[Start PAGE EXTRACT]
Zemmour launched his presidential bid on YouTube, even though he hates modernity. Credit: YouTube


December 1, 2021   6 mins

Eric Zemmour has one undeniable quality. He is true to himself. He detests 2021. He wants to go forward to the past — frequently a past of his own imagination.

The far-Right French pundit and essayist finally launched his presidential election campaign yesterday with a bizarre YouTube video which lasted for ten minutes and 11 seconds.

His chosen channel of communication was pure 2021. His method of delivery was that of the early to mid-20th century. He sat at a polished desk with a 1930s’ radio microphone in front of him and leather-bound books behind him. He read from a script in a funereal voice to the sound of Beethoven’s seventh symphony. He wore an undertaker’s outfit of black suit, white shirt and black tie. In ten minutes, he looked into the camera, briefly, on only three occasions.

Zemmour was playing the role, one assumes, of General Charles de Gaulle making his first Free France radio address from London on 18 June 1940. He, like De Gaulle, was appealing to France to resist the invader. He actually came over (except in his lugubrious appearance) more like Colin Firth playing an emotionally-strangled George VI in the movie, “The King’s Speech”.

The Zemmour declaration was intended as an eloquent paean to a glorious but disappearing France: the France “of Voltaire” of “Johnny Hallyday; “of Charles de Gaulle and Charles Aznavour”; of Joan of Arc and Barbara (an excellent French-jewish pop singer who died in 1997). France, the true France, he said to be effaced by immigration, by Islam and by the European Union.
[End PAGE EXTRACT]
[Start STORED ROWS]
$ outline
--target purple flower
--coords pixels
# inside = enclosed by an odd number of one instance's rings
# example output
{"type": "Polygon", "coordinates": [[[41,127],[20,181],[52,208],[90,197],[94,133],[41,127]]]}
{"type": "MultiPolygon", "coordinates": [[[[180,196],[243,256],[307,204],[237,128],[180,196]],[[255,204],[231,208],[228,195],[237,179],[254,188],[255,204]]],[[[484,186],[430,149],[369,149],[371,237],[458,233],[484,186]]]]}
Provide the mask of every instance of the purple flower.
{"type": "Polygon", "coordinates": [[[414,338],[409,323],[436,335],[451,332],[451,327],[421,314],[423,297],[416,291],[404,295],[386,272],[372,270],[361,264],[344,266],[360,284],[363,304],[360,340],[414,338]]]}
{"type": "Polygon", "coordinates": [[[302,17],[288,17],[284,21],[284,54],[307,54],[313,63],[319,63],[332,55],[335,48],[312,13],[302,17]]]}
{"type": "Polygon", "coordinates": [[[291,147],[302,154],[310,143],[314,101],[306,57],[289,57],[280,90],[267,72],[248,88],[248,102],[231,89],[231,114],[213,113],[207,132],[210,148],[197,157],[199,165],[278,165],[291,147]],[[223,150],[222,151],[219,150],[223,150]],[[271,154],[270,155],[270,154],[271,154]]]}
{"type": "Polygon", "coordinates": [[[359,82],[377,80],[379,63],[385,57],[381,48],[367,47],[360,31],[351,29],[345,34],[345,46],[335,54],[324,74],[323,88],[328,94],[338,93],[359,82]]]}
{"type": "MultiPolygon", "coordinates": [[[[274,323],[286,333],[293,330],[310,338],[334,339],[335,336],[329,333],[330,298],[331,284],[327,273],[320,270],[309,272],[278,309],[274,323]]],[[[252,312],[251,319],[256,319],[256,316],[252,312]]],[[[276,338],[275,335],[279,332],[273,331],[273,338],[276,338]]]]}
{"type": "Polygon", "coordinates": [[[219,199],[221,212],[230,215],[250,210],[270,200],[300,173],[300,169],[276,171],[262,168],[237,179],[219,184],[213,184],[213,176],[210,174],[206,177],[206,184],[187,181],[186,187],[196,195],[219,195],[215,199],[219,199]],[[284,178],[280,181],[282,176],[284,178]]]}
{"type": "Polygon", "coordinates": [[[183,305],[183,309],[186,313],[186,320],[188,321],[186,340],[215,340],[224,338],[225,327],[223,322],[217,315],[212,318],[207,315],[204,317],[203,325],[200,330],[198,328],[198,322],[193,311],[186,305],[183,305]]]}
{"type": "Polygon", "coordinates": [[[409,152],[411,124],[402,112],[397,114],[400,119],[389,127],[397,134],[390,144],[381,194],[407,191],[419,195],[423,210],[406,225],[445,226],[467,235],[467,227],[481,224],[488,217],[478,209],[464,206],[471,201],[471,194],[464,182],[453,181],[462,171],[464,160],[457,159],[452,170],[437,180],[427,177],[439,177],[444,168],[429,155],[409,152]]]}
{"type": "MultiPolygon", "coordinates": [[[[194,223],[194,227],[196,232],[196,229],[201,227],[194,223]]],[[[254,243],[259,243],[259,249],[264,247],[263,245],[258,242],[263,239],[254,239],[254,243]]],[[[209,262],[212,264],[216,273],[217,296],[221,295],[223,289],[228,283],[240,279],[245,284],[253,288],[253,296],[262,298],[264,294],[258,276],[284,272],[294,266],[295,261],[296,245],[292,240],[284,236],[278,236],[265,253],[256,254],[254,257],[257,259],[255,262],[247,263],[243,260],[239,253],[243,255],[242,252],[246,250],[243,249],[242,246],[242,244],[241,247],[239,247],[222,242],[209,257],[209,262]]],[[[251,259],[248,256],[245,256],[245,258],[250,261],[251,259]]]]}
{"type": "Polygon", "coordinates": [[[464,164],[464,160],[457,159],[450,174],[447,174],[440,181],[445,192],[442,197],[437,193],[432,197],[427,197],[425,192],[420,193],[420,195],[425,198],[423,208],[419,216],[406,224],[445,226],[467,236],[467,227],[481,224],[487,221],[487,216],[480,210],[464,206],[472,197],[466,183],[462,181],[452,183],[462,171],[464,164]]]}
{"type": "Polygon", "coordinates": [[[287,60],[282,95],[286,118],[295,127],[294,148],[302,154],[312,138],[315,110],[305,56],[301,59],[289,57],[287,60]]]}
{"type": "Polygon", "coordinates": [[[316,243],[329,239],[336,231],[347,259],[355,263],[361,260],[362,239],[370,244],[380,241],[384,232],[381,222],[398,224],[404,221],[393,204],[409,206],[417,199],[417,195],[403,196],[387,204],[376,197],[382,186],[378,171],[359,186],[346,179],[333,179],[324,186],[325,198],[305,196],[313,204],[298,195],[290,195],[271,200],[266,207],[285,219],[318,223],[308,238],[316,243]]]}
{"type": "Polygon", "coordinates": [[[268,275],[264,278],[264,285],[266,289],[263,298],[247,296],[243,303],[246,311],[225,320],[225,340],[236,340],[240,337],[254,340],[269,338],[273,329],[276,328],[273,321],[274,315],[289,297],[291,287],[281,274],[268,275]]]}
[End STORED ROWS]
- [GOAL]:
In the article on Eric Zemmour's campaign launch, what music played while he read his script?

- [RESPONSE TO THE TASK]:
Beethoven's seventh symphony.